## [TEXTE FOURNI]
Pour ce qui est du rôle de gestionnaire, les enseignantes s’occupent de la gestion du matériel pédagogique et de la planification de l’enseignement au palier I. Les orthopédagogues partagent des conseils concernant le matériel pédagogique aux enseignantes, mais elles le font de façon ponctuelle et informelle.
Pour ce qui est du rôle d’évaluatrice, deux cas de figure ont été observés. Dans la D2 (cas de figure 1), l’enseignante prend en charge complètement le dépistage universel et l’orthopédagogue est surtout sollicitée lors de la prise de décision. La D1 (cas de figure 2) procède différemment. Elle partage l’entière responsabilité de la démarche de dépistage universel, de la passation à la prise de décision. La D3 ne met pas en place les pratiques d’évaluation inhérentes au modèle RàI (dépistage universel et pistage de progrès). L’analyse en lien avec le rôle d’évaluatrice porte donc seulement sur la D1 et la D2.
Enfin, en ce qui a trait au rôle de collaboratrice, les enseignantes sont appelées à collaborer avec leurs collègues enseignantes du même niveau ou du même cycle. Elles doivent aussi collaborer avec les parents. Les orthopédagogues peuvent parfois contribuer à la planification (ex. : co-planification d’une période de coenseignement). Elle joue également un rôle de soutien pédagogique à l’occasion de façon informelle.

## [ENTRÉES DE DONNÉES]
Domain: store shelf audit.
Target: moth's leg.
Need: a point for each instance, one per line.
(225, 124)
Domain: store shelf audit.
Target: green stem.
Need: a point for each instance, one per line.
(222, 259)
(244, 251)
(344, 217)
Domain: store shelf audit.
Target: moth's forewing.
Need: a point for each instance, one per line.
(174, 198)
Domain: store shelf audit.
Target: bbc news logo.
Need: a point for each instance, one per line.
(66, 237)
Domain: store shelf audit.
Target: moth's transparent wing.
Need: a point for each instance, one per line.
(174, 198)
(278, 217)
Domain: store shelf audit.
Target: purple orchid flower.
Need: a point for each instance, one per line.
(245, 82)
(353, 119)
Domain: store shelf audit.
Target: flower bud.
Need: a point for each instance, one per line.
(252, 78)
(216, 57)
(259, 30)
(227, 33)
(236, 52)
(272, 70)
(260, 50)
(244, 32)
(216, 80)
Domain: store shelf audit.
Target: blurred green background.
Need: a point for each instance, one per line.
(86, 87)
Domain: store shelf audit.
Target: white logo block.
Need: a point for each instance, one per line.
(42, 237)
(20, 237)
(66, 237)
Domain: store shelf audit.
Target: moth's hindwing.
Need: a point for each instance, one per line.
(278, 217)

## [ACTIVITÉ]
Reproduisez intégralement le texte sur les rôles des enseignantes et des orthopédagogues, sans y apporter la moindre modification. Les entrées figurant plus haut ne sont d'aucune utilité ici.

## [RÉPONSE AU PROBLÈME]
Pour ce qui est du rôle de gestionnaire, les enseignantes s’occupent de la gestion du matériel pédagogique et de la planification de l’enseignement au palier I. Les orthopédagogues partagent des conseils concernant le matériel pédagogique aux enseignantes, mais elles le font de façon ponctuelle et informelle.
Pour ce qui est du rôle d’évaluatrice, deux cas de figure ont été observés. Dans la D2 (cas de figure 1), l’enseignante prend en charge complètement le dépistage universel et l’orthopédagogue est surtout sollicitée lors de la prise de décision. La D1 (cas de figure 2) procède différemment. Elle partage l’entière responsabilité de la démarche de dépistage universel, de la passation à la prise de décision. La D3 ne met pas en place les pratiques d’évaluation inhérentes au modèle RàI (dépistage universel et pistage de progrès). L’analyse en lien avec le rôle d’évaluatrice porte donc seulement sur la D1 et la D2.
Enfin, en ce qui a trait au rôle de collaboratrice, les enseignantes sont appelées à collaborer avec leurs collègues enseignantes du même niveau ou du même cycle. Elles doivent aussi collaborer avec les parents. Les orthopédagogues peuvent parfois contribuer à la planification (ex. : co-planification d’une période de coenseignement). Elle joue également un rôle de soutien pédagogique à l’occasion de façon informelle.